─── PROVIDED DATA

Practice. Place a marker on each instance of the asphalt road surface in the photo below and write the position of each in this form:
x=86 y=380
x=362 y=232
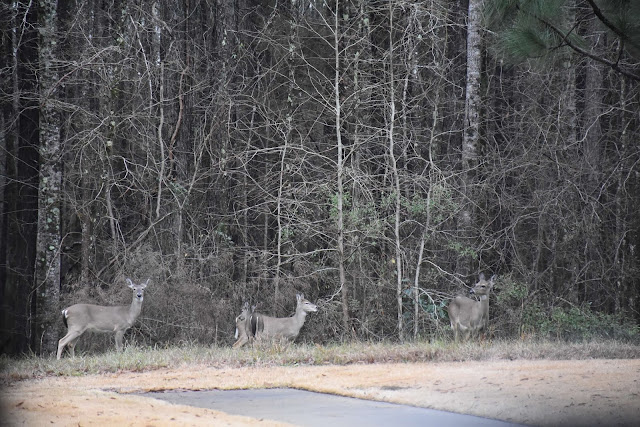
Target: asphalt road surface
x=305 y=408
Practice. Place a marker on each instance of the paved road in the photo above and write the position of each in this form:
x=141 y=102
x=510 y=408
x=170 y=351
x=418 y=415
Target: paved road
x=305 y=408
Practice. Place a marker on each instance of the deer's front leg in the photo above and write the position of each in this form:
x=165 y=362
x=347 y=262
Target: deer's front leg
x=119 y=337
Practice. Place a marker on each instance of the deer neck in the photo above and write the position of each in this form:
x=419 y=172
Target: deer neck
x=135 y=309
x=300 y=316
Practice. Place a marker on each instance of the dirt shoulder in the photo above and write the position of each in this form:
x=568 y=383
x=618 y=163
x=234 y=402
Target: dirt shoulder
x=541 y=392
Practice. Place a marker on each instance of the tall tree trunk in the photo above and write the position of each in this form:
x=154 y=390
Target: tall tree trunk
x=344 y=291
x=396 y=178
x=49 y=196
x=471 y=132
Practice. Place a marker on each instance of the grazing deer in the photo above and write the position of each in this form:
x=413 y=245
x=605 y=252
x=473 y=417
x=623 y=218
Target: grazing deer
x=470 y=316
x=282 y=327
x=244 y=332
x=80 y=318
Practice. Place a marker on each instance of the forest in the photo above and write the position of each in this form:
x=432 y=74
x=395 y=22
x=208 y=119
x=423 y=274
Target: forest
x=375 y=155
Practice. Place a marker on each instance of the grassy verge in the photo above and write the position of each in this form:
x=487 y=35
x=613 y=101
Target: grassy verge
x=136 y=359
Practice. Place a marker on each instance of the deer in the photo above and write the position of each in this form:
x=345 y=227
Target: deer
x=469 y=316
x=244 y=332
x=266 y=327
x=80 y=318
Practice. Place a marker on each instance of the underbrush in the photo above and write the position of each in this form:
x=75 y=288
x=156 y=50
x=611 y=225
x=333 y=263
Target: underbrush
x=137 y=359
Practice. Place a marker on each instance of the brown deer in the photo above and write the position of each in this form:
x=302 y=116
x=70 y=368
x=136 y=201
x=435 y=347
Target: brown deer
x=266 y=327
x=80 y=318
x=469 y=316
x=244 y=332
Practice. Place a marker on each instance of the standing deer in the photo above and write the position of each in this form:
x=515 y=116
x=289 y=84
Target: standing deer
x=470 y=316
x=282 y=327
x=244 y=332
x=80 y=318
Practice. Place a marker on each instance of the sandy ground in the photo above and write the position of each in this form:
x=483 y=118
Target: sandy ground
x=543 y=392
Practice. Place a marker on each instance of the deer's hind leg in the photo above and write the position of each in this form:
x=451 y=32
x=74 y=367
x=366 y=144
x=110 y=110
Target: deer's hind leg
x=71 y=338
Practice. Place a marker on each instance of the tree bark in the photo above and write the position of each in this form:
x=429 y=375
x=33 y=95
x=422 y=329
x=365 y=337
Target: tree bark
x=471 y=133
x=49 y=196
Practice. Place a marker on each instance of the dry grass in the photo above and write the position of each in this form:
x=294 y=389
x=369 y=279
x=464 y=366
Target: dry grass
x=136 y=359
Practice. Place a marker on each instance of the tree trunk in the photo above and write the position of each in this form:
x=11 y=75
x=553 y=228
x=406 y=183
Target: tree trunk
x=471 y=133
x=49 y=196
x=344 y=291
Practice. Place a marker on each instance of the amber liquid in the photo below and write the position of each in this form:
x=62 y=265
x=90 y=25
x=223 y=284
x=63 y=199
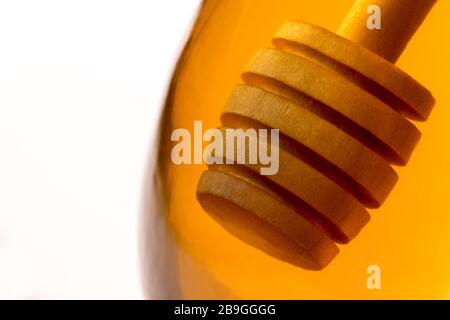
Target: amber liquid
x=408 y=238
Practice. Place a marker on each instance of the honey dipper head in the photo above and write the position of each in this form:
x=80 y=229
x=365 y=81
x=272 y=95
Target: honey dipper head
x=343 y=112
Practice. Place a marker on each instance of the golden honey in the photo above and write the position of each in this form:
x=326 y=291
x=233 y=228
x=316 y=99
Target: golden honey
x=407 y=238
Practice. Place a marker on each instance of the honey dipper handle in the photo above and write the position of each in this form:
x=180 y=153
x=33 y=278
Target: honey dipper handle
x=399 y=21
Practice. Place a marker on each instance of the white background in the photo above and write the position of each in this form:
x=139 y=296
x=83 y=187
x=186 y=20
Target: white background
x=81 y=86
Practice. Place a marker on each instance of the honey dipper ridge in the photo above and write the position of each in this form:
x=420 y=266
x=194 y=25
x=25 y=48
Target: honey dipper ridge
x=343 y=110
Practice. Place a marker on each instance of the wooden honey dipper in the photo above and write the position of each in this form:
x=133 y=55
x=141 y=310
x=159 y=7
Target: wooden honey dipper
x=342 y=108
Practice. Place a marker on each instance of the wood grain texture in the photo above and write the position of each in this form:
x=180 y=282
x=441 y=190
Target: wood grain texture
x=340 y=101
x=341 y=107
x=369 y=177
x=257 y=216
x=400 y=21
x=358 y=65
x=309 y=192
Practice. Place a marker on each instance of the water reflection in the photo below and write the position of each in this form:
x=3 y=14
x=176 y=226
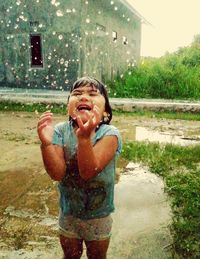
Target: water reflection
x=166 y=137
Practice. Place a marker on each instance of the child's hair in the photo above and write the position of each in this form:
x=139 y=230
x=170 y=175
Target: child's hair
x=83 y=81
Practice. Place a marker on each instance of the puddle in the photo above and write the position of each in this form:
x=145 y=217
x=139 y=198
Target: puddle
x=144 y=134
x=138 y=133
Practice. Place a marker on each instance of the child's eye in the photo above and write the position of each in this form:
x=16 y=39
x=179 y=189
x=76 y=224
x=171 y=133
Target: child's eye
x=93 y=94
x=75 y=93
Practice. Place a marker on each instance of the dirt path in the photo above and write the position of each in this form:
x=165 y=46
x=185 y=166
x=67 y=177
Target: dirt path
x=28 y=205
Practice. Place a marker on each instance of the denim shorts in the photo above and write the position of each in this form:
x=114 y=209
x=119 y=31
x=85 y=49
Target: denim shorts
x=88 y=230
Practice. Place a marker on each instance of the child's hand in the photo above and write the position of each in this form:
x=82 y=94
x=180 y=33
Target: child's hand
x=86 y=129
x=45 y=128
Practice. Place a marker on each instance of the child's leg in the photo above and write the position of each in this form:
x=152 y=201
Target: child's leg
x=97 y=249
x=72 y=247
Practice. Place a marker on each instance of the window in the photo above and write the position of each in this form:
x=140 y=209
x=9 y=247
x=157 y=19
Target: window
x=36 y=51
x=114 y=36
x=125 y=41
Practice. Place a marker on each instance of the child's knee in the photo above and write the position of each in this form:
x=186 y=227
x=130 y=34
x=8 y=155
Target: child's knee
x=72 y=248
x=97 y=249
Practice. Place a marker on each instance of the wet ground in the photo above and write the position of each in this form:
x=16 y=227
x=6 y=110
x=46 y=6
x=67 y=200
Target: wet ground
x=28 y=204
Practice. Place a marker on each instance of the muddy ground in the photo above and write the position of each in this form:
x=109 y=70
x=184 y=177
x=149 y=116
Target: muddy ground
x=28 y=204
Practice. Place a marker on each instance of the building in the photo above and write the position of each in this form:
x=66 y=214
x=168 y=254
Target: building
x=50 y=43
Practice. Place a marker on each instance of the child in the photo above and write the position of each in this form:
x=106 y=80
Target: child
x=81 y=155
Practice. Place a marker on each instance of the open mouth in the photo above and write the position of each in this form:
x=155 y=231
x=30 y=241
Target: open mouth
x=84 y=107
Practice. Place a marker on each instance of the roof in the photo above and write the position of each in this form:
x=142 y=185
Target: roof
x=130 y=7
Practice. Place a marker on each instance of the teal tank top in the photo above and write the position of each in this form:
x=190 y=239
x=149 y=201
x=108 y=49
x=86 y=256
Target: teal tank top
x=89 y=199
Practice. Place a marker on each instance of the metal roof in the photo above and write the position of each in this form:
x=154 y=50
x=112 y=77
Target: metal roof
x=130 y=7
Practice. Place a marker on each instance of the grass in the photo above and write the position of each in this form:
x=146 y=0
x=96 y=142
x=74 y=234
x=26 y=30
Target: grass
x=179 y=166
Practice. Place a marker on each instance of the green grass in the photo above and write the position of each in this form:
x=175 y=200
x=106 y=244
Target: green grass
x=179 y=166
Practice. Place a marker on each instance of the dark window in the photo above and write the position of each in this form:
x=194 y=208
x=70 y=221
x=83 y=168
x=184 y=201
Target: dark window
x=36 y=51
x=114 y=36
x=125 y=40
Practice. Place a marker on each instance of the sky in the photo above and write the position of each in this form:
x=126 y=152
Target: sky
x=174 y=23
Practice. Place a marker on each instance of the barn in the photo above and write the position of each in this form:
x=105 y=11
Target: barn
x=47 y=44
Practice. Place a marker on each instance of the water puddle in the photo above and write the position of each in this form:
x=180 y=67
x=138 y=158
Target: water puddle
x=138 y=133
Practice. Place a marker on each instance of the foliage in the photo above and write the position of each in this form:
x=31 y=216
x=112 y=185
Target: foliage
x=173 y=76
x=179 y=167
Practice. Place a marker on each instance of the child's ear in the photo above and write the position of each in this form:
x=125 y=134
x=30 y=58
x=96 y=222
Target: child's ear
x=105 y=116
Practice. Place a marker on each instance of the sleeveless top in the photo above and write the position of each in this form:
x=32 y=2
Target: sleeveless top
x=89 y=199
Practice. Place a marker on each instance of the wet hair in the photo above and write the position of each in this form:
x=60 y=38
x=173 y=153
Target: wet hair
x=93 y=82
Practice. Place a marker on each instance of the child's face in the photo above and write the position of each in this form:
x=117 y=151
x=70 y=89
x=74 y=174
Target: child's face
x=83 y=100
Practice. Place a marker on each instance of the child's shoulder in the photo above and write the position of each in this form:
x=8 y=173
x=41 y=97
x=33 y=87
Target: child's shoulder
x=61 y=125
x=107 y=129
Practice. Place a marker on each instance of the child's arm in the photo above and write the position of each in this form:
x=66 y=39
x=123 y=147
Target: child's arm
x=53 y=155
x=92 y=159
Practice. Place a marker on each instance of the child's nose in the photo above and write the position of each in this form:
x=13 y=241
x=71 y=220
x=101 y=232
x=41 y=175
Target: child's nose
x=84 y=97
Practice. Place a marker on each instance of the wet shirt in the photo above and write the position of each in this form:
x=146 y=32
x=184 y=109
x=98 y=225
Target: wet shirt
x=85 y=199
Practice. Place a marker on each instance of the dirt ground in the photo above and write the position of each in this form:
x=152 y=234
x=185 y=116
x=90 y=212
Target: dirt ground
x=29 y=198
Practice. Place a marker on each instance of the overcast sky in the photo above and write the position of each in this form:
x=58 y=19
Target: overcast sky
x=174 y=24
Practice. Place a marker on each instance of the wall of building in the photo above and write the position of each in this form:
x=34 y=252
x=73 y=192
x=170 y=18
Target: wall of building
x=104 y=57
x=76 y=39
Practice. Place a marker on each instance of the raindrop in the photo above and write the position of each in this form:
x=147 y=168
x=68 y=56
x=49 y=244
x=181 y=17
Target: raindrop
x=61 y=60
x=59 y=13
x=87 y=20
x=53 y=2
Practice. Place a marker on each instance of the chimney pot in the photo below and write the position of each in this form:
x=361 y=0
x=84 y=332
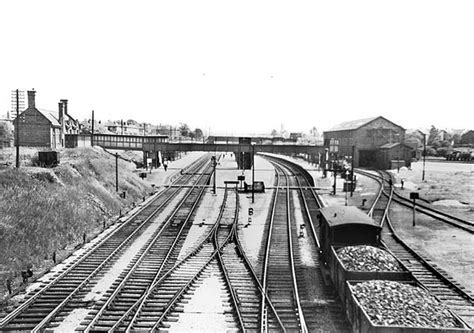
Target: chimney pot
x=31 y=99
x=64 y=101
x=61 y=112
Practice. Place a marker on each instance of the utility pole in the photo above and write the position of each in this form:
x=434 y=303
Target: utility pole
x=352 y=170
x=17 y=132
x=424 y=157
x=92 y=135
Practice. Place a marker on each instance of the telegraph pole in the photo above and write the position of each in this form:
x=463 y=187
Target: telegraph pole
x=424 y=157
x=352 y=170
x=92 y=135
x=17 y=132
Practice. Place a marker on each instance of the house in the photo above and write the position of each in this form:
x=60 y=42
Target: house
x=366 y=140
x=43 y=128
x=468 y=138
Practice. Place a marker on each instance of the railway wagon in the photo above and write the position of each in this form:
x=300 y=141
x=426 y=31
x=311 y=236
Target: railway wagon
x=344 y=226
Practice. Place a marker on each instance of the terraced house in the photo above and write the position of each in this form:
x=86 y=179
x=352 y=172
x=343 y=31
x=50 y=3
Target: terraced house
x=37 y=127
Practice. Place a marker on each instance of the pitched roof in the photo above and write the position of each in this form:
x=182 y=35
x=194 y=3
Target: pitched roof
x=393 y=145
x=355 y=124
x=50 y=115
x=352 y=124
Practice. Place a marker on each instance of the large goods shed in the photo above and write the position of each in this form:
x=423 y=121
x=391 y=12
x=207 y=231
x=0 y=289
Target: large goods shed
x=376 y=142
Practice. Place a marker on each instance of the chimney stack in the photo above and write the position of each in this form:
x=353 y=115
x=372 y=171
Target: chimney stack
x=61 y=112
x=64 y=101
x=31 y=99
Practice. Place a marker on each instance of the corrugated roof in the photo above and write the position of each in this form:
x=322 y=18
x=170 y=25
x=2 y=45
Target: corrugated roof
x=353 y=124
x=389 y=145
x=51 y=116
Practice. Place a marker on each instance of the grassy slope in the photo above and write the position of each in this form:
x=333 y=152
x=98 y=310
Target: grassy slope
x=45 y=210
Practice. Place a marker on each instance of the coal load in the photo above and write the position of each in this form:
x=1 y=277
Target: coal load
x=363 y=258
x=392 y=303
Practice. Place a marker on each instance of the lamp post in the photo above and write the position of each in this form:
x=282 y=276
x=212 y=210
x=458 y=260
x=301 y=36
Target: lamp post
x=347 y=174
x=214 y=162
x=253 y=173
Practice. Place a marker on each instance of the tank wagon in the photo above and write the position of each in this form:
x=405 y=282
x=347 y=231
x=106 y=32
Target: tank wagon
x=348 y=228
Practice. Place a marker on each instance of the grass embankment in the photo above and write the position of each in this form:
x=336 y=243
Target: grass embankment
x=48 y=210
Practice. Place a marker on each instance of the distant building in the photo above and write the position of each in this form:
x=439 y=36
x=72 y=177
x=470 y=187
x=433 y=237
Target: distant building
x=468 y=138
x=44 y=128
x=377 y=142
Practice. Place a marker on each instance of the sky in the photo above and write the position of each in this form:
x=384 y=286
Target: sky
x=240 y=67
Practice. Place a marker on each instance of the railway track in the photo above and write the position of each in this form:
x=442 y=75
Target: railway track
x=298 y=288
x=434 y=279
x=219 y=254
x=68 y=288
x=419 y=207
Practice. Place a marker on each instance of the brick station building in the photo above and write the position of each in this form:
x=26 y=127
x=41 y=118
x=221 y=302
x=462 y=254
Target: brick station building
x=377 y=142
x=43 y=128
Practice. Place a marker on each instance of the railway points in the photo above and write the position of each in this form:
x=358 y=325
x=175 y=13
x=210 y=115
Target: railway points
x=265 y=266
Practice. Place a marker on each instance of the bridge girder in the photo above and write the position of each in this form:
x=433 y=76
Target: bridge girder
x=234 y=147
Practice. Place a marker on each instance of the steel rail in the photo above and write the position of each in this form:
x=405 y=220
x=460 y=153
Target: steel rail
x=12 y=315
x=304 y=329
x=430 y=211
x=215 y=254
x=146 y=251
x=221 y=260
x=8 y=318
x=263 y=310
x=156 y=283
x=58 y=308
x=289 y=234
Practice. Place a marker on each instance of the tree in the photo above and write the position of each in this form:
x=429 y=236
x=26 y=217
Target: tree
x=433 y=136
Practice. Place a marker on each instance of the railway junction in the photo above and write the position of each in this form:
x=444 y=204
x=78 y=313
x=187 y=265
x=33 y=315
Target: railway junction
x=204 y=254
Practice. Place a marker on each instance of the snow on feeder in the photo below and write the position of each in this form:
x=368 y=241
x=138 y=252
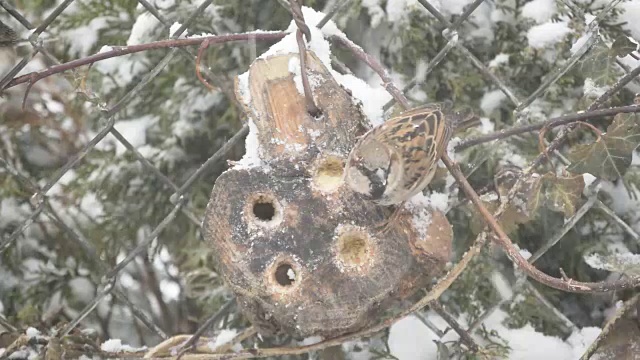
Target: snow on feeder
x=303 y=254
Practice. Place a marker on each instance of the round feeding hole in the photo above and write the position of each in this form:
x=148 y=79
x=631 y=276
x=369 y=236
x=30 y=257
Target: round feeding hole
x=329 y=173
x=263 y=210
x=354 y=248
x=285 y=275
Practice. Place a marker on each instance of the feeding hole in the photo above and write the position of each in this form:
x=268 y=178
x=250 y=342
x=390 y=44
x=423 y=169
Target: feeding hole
x=284 y=274
x=354 y=248
x=264 y=210
x=329 y=173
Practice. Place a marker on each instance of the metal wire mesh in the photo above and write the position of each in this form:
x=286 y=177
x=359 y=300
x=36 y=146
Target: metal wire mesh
x=178 y=193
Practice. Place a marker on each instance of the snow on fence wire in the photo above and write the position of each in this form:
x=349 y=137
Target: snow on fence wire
x=176 y=48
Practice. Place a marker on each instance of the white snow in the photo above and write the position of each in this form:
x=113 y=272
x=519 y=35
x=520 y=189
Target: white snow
x=491 y=100
x=135 y=131
x=143 y=29
x=547 y=34
x=500 y=59
x=590 y=88
x=224 y=337
x=170 y=290
x=88 y=33
x=115 y=345
x=502 y=286
x=411 y=339
x=588 y=179
x=32 y=332
x=539 y=10
x=627 y=263
x=421 y=221
x=174 y=27
x=579 y=43
x=251 y=157
x=82 y=289
x=630 y=16
x=487 y=126
x=525 y=253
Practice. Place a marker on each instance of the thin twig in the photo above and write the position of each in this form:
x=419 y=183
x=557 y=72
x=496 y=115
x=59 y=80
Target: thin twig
x=201 y=49
x=298 y=18
x=125 y=50
x=551 y=123
x=374 y=64
x=514 y=255
x=443 y=284
x=464 y=335
x=629 y=305
x=207 y=324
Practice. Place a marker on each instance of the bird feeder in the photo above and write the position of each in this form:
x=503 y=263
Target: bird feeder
x=303 y=254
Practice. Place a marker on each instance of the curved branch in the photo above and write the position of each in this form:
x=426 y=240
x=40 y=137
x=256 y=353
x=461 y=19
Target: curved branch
x=125 y=50
x=554 y=122
x=506 y=244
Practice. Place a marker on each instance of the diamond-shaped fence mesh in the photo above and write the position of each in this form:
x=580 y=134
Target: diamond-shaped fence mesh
x=144 y=311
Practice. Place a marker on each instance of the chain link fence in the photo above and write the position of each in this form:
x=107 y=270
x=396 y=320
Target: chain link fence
x=178 y=193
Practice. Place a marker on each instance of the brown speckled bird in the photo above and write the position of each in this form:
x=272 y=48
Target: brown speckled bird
x=396 y=160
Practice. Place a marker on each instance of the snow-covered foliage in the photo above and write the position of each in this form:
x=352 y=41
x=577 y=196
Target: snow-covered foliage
x=112 y=202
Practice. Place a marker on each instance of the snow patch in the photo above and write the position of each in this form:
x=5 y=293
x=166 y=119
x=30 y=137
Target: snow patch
x=547 y=34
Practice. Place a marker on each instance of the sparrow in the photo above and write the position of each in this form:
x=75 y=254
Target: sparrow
x=394 y=161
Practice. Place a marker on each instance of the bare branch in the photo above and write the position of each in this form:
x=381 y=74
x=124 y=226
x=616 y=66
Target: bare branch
x=33 y=77
x=551 y=123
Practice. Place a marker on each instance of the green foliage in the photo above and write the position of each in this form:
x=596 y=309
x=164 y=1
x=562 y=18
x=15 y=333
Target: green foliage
x=609 y=156
x=112 y=201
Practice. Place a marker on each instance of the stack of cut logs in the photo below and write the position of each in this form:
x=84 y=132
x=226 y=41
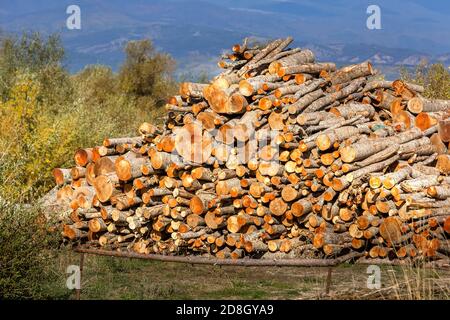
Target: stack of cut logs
x=279 y=156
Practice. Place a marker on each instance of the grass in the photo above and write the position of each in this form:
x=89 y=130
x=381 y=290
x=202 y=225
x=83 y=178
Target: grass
x=122 y=278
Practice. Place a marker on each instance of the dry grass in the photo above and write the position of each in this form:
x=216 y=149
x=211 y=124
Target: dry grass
x=121 y=278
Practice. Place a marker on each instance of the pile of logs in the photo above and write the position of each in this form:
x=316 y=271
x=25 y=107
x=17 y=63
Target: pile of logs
x=279 y=156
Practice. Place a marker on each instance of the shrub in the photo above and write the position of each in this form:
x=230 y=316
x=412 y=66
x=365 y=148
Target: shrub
x=25 y=260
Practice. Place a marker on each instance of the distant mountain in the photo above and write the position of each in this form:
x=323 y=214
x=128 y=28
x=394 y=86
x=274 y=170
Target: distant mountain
x=195 y=32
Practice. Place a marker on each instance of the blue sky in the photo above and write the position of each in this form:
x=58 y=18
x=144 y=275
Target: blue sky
x=197 y=27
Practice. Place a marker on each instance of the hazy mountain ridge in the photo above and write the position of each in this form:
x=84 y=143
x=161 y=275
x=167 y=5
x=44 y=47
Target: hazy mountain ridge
x=196 y=32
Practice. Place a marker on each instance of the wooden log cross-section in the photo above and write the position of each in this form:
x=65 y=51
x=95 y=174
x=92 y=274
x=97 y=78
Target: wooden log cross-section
x=280 y=156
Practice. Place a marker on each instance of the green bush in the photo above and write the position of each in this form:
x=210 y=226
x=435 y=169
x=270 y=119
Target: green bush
x=26 y=261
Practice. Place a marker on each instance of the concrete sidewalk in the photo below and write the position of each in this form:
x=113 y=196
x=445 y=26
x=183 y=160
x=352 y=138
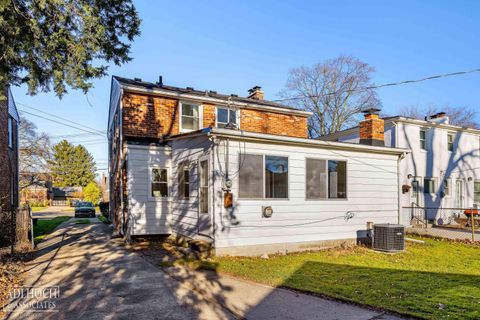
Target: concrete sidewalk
x=100 y=279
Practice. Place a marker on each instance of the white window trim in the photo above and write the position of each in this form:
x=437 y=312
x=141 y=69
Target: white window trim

──────

* **EXERCISE OBJECTIVE**
Rewrite everything from the line containing "Practice. Place a marker on each instance of the underbrush" down to the line containing "x=137 y=359" as a numbered list, both ends included and blank lines omitted.

* **RESPONSE TO THE TASK**
1. Practice. Place a marker on each instance of the underbrush in the photo above and write the position of each in this form:
2. x=75 y=288
3. x=156 y=50
4. x=611 y=225
5. x=333 y=263
6. Target: underbrush
7. x=137 y=359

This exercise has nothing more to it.